Questa dunque è la nuova tendenza della ristorazione italiana. Ricordiamo che fino agli anni ’70 circa del secolo scorso c’erano in Italia molte più trattorie che ristoranti (questi si trovavano soprattutto negli alberghi) e la cucina era ancora quella della nonna, seppur esteticamente migliorata. Poi, per l’influsso della Nouvelle Cuisine fatta conoscere in Italia da Gualtiero Marchesi, la ristorazione ha subìto una prima rivoluzione: piatti meno casalinghi, molto più curati, esteticamente belli con accostamenti anche nuovi e qualche tentativo di francesismo non sempre intelligente. Alla Nouvelle Cuisine è seguita la cucina “fusion” e poi la “molecolare”, ma la materia prima continuava ad essere procurata dai grossisti di settore e spesso la scelta privilegiava quella meno costosa. È vero che Gualtiero Marchesi, dagli anni ’70 del secolo scorso uno dei più celebrati innovatori della cucina italiana, non badava troppo alla regionalità e stagionalità dei prodotti, purché fossero seri e buoni – c’era comunque nei suoi piatti un’arte straordinaria che emozionava - ma intanto le nuove idee  cominciarono a circolare e un numero crescente di ristoranti cominciò a scegliere bene, anche se dovevano spendere un po’ di più.

Due storici esempi

Nel frattempo alcuni straordinari cuochi italiani (cuochi, non chef, come ripete Fulvio Pierangelini, un grandissimo cuoco e manager) – come lo furono Angelo Paracucchi alla Locanda dell’Angelo ad Ameglia dal 1974 e Gianni Cosetti al Roma di Tolmezzo dal 1969 -  seguono una linea diversa da quella privilegiata da Marchesi: privilegiano i prodotti del territorio nel rispetto della stagionalità, selezionando la qualità migliore. Gianni Cosetti, ad esempio, percorre le vallate della Carnia, ricerca le erbe spontanee, i formaggi di malga, i salumi e i prosciutti contadini, riprende le vecchie ricette tramandate dalle nonne e le rinnova con straordinaria sapienza, dando vita a una “nuova cucina carnica” che altro non era che la sapiente evoluzione della tradizione e la sua fama era tale da far giungere a Tolmezzo, nell’estremo Nord d’Italia, i massimo gastronomi del tempo. Angelo Paracucchi pubblica poi le sue straordinarie ricette in “Cucina Creativa all’italiana” (Sperling & Kupfer, 1986) e Gianni Cosetti le presenta nel suo “Vecchia e Nuova Cucina di Carnia”, volume sempre attuale, edito ancor oggi da Andrea Moro di Tolmezzo.

□ □ □ □ □

COMPITI RICHIESTI:
A. Secondo il brano sulla ristorazione italiana, chi fece conoscere in Italia la Nouvelle Cuisine?
B. Stabilisca se ciascuna delle seguenti affermazioni concorda con il brano sulla ristorazione italiana: (i) fino agli anni ’70 in Italia i ristoranti erano più numerosi delle trattorie; (ii) Gianni Cosetti cucinava al Roma di Tolmezzo dal 1969; (iii) “Cucina Creativa all’italiana” uscì presso Sperling & Kupfer nel 1986.
C. Riprenda il brano sulla ristorazione italiana subito dopo la sua ultima frase e lo porti avanti.

Voci del dataset di puntamento:
□ □ □ □ □

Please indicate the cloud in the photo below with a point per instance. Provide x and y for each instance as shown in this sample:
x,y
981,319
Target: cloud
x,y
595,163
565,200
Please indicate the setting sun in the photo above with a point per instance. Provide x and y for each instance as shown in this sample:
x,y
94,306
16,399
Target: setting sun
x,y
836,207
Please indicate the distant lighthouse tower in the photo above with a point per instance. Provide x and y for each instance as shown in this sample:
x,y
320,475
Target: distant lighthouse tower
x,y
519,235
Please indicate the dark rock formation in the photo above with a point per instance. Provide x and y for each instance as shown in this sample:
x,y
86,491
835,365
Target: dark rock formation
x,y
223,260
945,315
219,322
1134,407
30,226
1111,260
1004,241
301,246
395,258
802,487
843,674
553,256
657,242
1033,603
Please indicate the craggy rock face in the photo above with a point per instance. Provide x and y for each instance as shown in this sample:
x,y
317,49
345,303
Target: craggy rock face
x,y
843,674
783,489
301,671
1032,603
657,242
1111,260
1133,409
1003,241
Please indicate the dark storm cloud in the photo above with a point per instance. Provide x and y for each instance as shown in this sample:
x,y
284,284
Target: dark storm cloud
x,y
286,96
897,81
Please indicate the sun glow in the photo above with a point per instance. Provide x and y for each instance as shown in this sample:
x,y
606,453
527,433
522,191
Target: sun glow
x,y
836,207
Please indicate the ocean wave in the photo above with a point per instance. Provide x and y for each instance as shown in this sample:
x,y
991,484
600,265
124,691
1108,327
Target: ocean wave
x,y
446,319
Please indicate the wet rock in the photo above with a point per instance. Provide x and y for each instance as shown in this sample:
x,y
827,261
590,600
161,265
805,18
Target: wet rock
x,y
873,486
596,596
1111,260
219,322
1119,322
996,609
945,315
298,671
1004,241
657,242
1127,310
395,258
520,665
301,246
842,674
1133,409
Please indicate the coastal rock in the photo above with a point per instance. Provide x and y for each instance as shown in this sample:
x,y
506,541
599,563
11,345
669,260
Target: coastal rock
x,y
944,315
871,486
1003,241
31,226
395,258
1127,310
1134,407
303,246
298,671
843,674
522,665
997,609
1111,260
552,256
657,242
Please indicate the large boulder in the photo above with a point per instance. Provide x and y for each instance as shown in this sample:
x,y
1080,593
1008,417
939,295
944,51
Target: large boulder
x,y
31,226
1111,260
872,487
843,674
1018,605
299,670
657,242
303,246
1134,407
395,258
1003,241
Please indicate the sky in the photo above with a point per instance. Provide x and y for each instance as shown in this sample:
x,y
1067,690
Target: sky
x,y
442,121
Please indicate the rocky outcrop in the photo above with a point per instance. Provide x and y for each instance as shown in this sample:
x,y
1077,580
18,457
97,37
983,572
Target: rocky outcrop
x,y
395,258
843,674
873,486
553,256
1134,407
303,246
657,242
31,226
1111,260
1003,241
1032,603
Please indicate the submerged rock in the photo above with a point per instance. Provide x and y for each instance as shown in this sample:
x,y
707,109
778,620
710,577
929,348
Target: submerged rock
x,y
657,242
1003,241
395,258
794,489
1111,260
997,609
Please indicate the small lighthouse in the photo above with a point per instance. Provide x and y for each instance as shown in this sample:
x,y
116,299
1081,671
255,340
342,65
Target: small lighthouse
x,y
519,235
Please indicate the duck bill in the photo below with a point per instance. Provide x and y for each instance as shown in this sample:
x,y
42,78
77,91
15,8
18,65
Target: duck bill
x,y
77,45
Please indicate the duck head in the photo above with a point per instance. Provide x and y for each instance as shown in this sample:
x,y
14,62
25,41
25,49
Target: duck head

□ □ □ □ □

RISPOSTE IN ORDINE:
A. Gualtiero Marchesi.

B.
(i) No: «fino agli anni ’70 circa del secolo scorso c’erano in Italia molte più trattorie che ristoranti».
(ii) Sì: «Gianni Cosetti al Roma di Tolmezzo dal 1969».
(iii) Sì: «“Cucina Creativa all’italiana” (Sperling & Kupfer, 1986)».

C.
Questi due personaggi hanno dato vita a un movimento molto interessante che ha alimentare la più seria delle rivoluzioni nella ristorazione italiana, quella adottata da sempre, fra gli altri, dalla famiglia Santini del ristorante dal Pescatore di Canneto sull’Oglio e da Heinz Beck celebrato cuoco de “La Pergola” a Roma. Quella ispirata da Paracucchi e Cosetti e convintamente seguita da tanti altri ristoranti italiani è la vera grande cucina italiana, quella che piace ai gourmet di tutto il mondo, una cucina che sceglie direttamente la materia prima, che affonda le radici nella tradizione, che privilegia territorio e stagionalità e che viene presentata con signorile eleganza  in ambienti molto accoglienti, dove opera del personale di alta professionalità. Perché così è e deve essere la grande ristorazione italiana, un traguarda verso il quale tutti i bravi cuochi e i seri ristoratori devono costantemente puntare.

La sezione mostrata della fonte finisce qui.